==== Records for this exercise

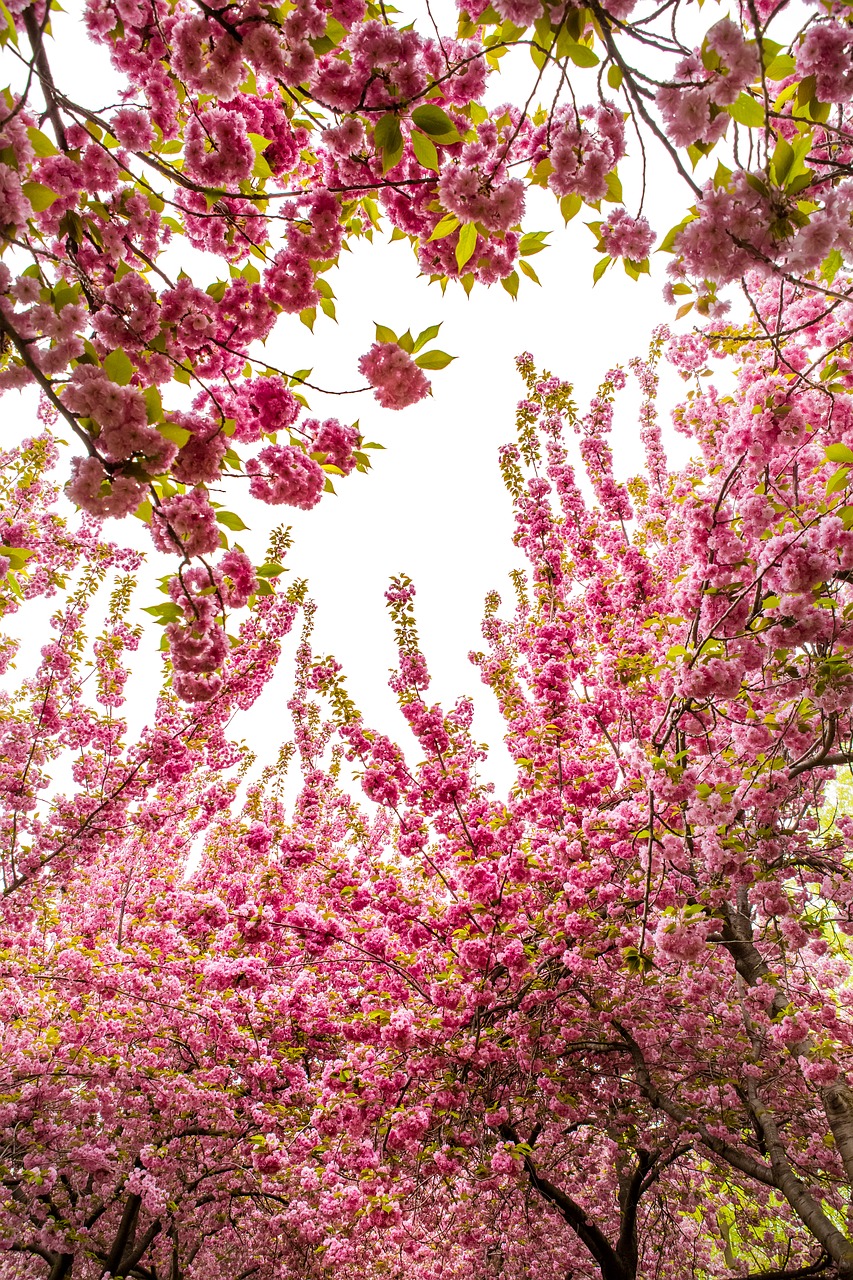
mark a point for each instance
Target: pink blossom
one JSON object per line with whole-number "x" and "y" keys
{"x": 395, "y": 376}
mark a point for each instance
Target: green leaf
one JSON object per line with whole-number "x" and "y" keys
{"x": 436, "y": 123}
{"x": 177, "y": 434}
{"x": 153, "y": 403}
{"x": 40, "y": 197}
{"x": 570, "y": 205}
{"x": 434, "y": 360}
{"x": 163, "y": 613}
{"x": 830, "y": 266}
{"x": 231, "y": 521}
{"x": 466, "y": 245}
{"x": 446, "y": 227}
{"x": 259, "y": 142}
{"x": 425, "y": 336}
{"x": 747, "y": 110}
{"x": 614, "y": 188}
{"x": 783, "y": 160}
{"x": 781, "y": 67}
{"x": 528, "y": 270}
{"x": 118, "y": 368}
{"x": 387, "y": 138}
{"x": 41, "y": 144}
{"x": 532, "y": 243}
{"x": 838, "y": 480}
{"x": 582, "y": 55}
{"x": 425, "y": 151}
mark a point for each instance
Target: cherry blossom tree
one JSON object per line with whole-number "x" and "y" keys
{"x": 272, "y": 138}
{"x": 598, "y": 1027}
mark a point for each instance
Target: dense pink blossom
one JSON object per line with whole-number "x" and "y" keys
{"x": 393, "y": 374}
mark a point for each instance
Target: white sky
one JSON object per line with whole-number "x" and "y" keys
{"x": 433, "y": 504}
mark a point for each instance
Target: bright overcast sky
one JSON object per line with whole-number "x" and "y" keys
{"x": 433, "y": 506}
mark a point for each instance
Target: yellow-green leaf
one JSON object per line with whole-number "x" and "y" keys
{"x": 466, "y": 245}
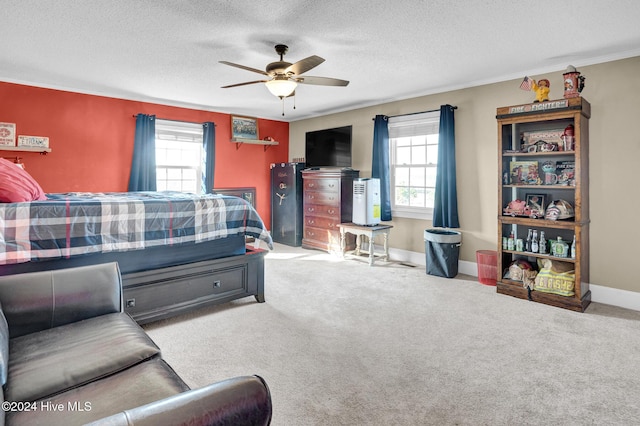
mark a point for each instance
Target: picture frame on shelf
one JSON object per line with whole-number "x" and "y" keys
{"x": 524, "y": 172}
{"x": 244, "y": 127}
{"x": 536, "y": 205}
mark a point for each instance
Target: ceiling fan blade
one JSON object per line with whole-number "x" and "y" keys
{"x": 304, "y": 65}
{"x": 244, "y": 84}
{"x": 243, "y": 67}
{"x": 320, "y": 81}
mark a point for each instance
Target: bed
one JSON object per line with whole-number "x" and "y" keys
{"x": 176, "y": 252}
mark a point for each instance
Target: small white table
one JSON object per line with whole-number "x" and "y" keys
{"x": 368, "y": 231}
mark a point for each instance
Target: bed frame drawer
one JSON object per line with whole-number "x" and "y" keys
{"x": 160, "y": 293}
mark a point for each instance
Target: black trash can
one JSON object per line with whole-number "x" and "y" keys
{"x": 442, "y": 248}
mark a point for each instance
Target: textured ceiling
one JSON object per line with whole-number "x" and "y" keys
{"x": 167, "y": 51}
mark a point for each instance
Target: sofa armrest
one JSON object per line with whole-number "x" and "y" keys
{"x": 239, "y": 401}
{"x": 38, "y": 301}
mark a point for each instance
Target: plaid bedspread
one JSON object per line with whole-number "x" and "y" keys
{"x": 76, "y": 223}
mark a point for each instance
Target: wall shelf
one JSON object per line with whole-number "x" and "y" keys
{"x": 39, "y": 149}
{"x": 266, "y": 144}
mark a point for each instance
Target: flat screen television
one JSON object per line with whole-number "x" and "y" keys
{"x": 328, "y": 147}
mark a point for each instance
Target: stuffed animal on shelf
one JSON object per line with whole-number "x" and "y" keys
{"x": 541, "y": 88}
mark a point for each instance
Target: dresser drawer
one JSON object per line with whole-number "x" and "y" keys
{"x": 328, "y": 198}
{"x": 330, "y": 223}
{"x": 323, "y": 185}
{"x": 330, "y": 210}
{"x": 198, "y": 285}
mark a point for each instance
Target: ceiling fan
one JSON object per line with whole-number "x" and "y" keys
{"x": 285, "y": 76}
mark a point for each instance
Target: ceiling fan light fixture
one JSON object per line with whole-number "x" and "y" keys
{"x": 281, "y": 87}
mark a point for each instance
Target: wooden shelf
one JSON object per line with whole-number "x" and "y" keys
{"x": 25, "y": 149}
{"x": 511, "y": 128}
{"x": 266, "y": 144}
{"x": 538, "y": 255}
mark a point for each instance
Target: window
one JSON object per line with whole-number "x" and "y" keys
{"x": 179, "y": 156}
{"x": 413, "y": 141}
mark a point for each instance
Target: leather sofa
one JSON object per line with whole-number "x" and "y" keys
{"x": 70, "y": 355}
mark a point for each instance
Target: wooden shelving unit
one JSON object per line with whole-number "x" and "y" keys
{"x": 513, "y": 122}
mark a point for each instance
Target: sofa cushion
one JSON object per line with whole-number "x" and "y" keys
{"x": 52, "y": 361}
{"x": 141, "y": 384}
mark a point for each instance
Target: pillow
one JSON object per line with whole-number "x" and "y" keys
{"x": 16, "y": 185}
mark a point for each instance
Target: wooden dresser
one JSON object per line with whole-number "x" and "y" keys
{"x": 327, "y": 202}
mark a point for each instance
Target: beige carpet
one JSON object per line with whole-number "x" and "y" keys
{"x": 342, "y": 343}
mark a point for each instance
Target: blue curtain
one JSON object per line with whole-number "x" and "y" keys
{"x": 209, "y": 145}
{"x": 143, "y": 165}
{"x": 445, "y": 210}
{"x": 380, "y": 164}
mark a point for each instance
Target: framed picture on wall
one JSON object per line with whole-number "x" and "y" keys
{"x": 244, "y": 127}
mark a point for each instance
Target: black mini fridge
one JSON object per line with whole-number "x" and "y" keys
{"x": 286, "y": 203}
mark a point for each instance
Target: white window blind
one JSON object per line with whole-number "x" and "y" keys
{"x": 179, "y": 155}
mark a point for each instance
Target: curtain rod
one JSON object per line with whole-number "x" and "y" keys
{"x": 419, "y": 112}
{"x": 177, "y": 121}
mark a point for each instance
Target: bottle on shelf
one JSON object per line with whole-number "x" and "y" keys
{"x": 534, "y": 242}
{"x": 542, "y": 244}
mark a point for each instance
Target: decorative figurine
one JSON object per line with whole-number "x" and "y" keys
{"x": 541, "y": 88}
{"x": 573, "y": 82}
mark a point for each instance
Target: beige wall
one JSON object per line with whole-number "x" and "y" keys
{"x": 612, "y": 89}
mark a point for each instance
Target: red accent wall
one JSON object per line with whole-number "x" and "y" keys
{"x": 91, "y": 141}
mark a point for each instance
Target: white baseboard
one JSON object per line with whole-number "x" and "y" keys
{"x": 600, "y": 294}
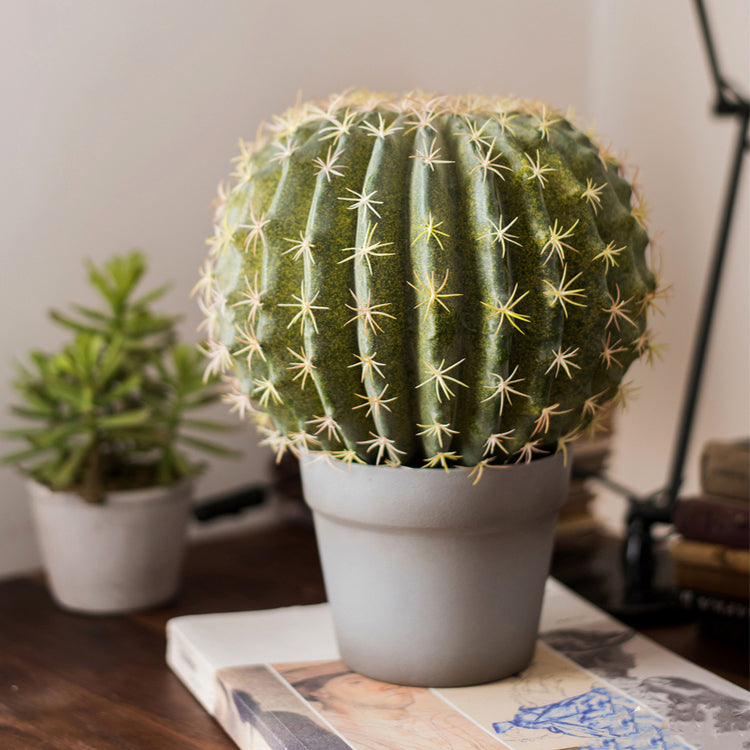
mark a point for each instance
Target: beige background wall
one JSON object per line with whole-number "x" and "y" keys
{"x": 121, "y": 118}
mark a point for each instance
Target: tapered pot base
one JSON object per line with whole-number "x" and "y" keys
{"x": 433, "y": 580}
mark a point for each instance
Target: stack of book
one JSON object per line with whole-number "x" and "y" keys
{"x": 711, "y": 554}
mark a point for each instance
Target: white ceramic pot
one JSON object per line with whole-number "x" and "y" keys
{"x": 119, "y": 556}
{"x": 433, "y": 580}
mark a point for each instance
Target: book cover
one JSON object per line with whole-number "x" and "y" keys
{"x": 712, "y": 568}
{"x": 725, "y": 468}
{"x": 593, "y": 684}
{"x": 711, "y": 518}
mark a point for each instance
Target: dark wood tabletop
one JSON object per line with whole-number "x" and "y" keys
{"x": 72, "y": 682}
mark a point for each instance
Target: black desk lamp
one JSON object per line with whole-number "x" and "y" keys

========

#### [Stated goal]
Could you repeat all of the material exactly? Pictures should not be copied.

#### [Written response]
mark a point for each instance
Target: pink blossom
one JSON object per line with whole-number "x" and "y" keys
{"x": 395, "y": 376}
mark a point for each instance
Target: green leaf
one JSON object per line with whole-number "x" and "y" keys
{"x": 436, "y": 123}
{"x": 177, "y": 434}
{"x": 153, "y": 403}
{"x": 40, "y": 197}
{"x": 570, "y": 205}
{"x": 434, "y": 360}
{"x": 163, "y": 613}
{"x": 830, "y": 266}
{"x": 231, "y": 521}
{"x": 466, "y": 245}
{"x": 446, "y": 227}
{"x": 259, "y": 142}
{"x": 425, "y": 336}
{"x": 747, "y": 110}
{"x": 614, "y": 188}
{"x": 783, "y": 160}
{"x": 781, "y": 67}
{"x": 528, "y": 270}
{"x": 118, "y": 368}
{"x": 387, "y": 138}
{"x": 41, "y": 144}
{"x": 532, "y": 243}
{"x": 838, "y": 480}
{"x": 582, "y": 55}
{"x": 425, "y": 151}
mark a point for each instance
Target: cherry blossom tree
one JSON object per line with whole-number "x" and "y" keys
{"x": 272, "y": 138}
{"x": 598, "y": 1027}
mark a point for each instance
Target: dense pink blossom
one JSON object per line with whole-number "x" and "y" keys
{"x": 393, "y": 374}
mark a point for each instance
Target: white sky
one JSON object per line with whole-number "x" and "y" keys
{"x": 433, "y": 504}
mark a point for each instance
Target: bright overcast sky
one JSON object per line with whole-number "x" and "y" keys
{"x": 433, "y": 506}
mark a point for each instance
Target: yellow-green leaf
one JSON object per line with whole-number "x" and "y" keys
{"x": 466, "y": 245}
mark a point for each instance
Target: picture frame on shelf
one JSON object per line with whole-number "x" and "y" keys
{"x": 524, "y": 172}
{"x": 244, "y": 127}
{"x": 536, "y": 205}
mark a point for each instance
Target: ceiling fan blade
one JSON object per line with whole-number "x" and "y" keys
{"x": 304, "y": 65}
{"x": 244, "y": 84}
{"x": 243, "y": 67}
{"x": 320, "y": 81}
mark a point for each instance
Target: bed
one JSON object per line with whole-number "x" and "y" keys
{"x": 176, "y": 252}
mark a point for each instance
Target: small white table
one JSON object per line with whole-number "x" and "y" keys
{"x": 368, "y": 231}
mark a point for each instance
Target: bed frame drawer
one JSON object per line with whole-number "x" and "y" keys
{"x": 160, "y": 293}
mark a point for each instance
Target: black trash can
one JSON object per line with whole-number "x" and "y" keys
{"x": 442, "y": 248}
mark a point for each instance
Target: textured ceiling
one JSON object per line with whole-number "x" and "y" keys
{"x": 167, "y": 51}
mark a point for each instance
Target: sofa armrest
one JSON object per line with whole-number "x" and "y" keys
{"x": 239, "y": 401}
{"x": 38, "y": 301}
mark a point for each instance
Target: plaid bedspread
one JSON object per line with whole-number "x" and "y" keys
{"x": 76, "y": 223}
mark a point for each instance
Target: wall shelf
one JSON object per line with whole-number "x" and "y" keys
{"x": 39, "y": 149}
{"x": 266, "y": 144}
mark a point for each instance
Target: flat screen television
one JSON object per line with whole-number "x" and "y" keys
{"x": 328, "y": 147}
mark a point for each instance
Target: stuffed animal on shelf
one JSON object per line with whole-number "x" and "y" keys
{"x": 541, "y": 88}
mark a point for each instance
Target: dresser drawer
one JSON object per line with whole-number "x" and "y" keys
{"x": 328, "y": 198}
{"x": 330, "y": 223}
{"x": 323, "y": 185}
{"x": 330, "y": 210}
{"x": 198, "y": 285}
mark a point for each instance
Target: ceiling fan
one JSON object per line with whole-number "x" and "y" keys
{"x": 285, "y": 76}
mark a point for each instance
Target: ceiling fan light fixture
one JSON object per line with whole-number "x" and "y" keys
{"x": 281, "y": 87}
mark a point for each instance
Target: wooden shelf
one JSON object per line with whole-number "x" and "y" keys
{"x": 25, "y": 149}
{"x": 511, "y": 128}
{"x": 266, "y": 144}
{"x": 538, "y": 255}
mark a point for each instance
Target: window
one JSON object per line with whole-number "x" and "y" keys
{"x": 179, "y": 156}
{"x": 413, "y": 141}
mark a point for each instance
Target: leather sofa
one JSON object per line with whole-number "x" and "y" keys
{"x": 70, "y": 355}
mark a point for each instance
Target: wooden shelving unit
one JSON object per line with whole-number "x" and "y" keys
{"x": 513, "y": 122}
mark a point for each instance
Target: sofa cushion
one JSON object per line with whole-number "x" and "y" keys
{"x": 52, "y": 361}
{"x": 141, "y": 384}
mark a point for each instance
Target: pillow
one JSON object per line with whole-number "x" and "y" keys
{"x": 16, "y": 185}
mark a point for each instance
Target: wooden dresser
one JSON object per line with whole-number "x" and "y" keys
{"x": 327, "y": 202}
mark a point for each instance
Target: beige carpet
one JSON object per line with whole-number "x" and "y" keys
{"x": 342, "y": 343}
mark a point for each instance
Target: blue curtain
one JSON object per line with whole-number "x" and "y" keys
{"x": 209, "y": 145}
{"x": 143, "y": 165}
{"x": 445, "y": 210}
{"x": 380, "y": 164}
mark a point for each instance
Target: framed picture on wall
one JSON object per line with whole-number "x" and "y" keys
{"x": 244, "y": 127}
mark a point for each instance
Target: black mini fridge
one JSON object per line with whole-number "x" and "y" keys
{"x": 286, "y": 203}
mark a point for each instance
Target: white window blind
one JSON object per line with whole-number "x" and "y" keys
{"x": 179, "y": 155}
mark a point for each instance
Target: curtain rod
one JSON object per line with whole-number "x" and "y" keys
{"x": 419, "y": 112}
{"x": 177, "y": 121}
mark a point for each instance
Target: bottle on shelf
one JSON object per line with whole-number "x" and "y" keys
{"x": 534, "y": 242}
{"x": 542, "y": 244}
mark a point for each instance
Target: decorative figurine
one JSON object per line with whole-number "x" and "y" keys
{"x": 541, "y": 88}
{"x": 573, "y": 82}
mark a point for each instance
Target: beige wall
one JSON object per line with whole-number "x" and "y" keys
{"x": 612, "y": 89}
mark a point for each instance
Target: red accent wall
one JSON object per line with whole-number "x" and "y" keys
{"x": 91, "y": 141}
mark a point for each instance
Target: white baseboard
one JSON object per line with whole-number "x" and "y" keys
{"x": 600, "y": 294}
mark a point for each instance
Target: beige background wall
one JSON object per line with whole-number "x" and "y" keys
{"x": 121, "y": 118}
mark a point for each instance
Target: tapered pot base
one JSON object per line with whole-number "x" and "y" keys
{"x": 433, "y": 580}
mark a point for each instance
Target: stack of book
one JSON object per line with whole-number "x" and "y" keys
{"x": 711, "y": 554}
mark a point for each instance
Target: white ceramic pot
one JSON object per line with whole-number "x" and "y" keys
{"x": 119, "y": 556}
{"x": 433, "y": 580}
mark a point for each instance
Target: book cover
one JSON object per line with whole-number "x" and "y" keys
{"x": 712, "y": 568}
{"x": 725, "y": 468}
{"x": 593, "y": 684}
{"x": 711, "y": 518}
mark a point for each instance
Target: dark wood tabletop
one JSON object per line with whole-number "x" and "y" keys
{"x": 72, "y": 682}
mark a point for each instance
Target: black desk lamp
one JSON object per line with whole-number "x" and "y" keys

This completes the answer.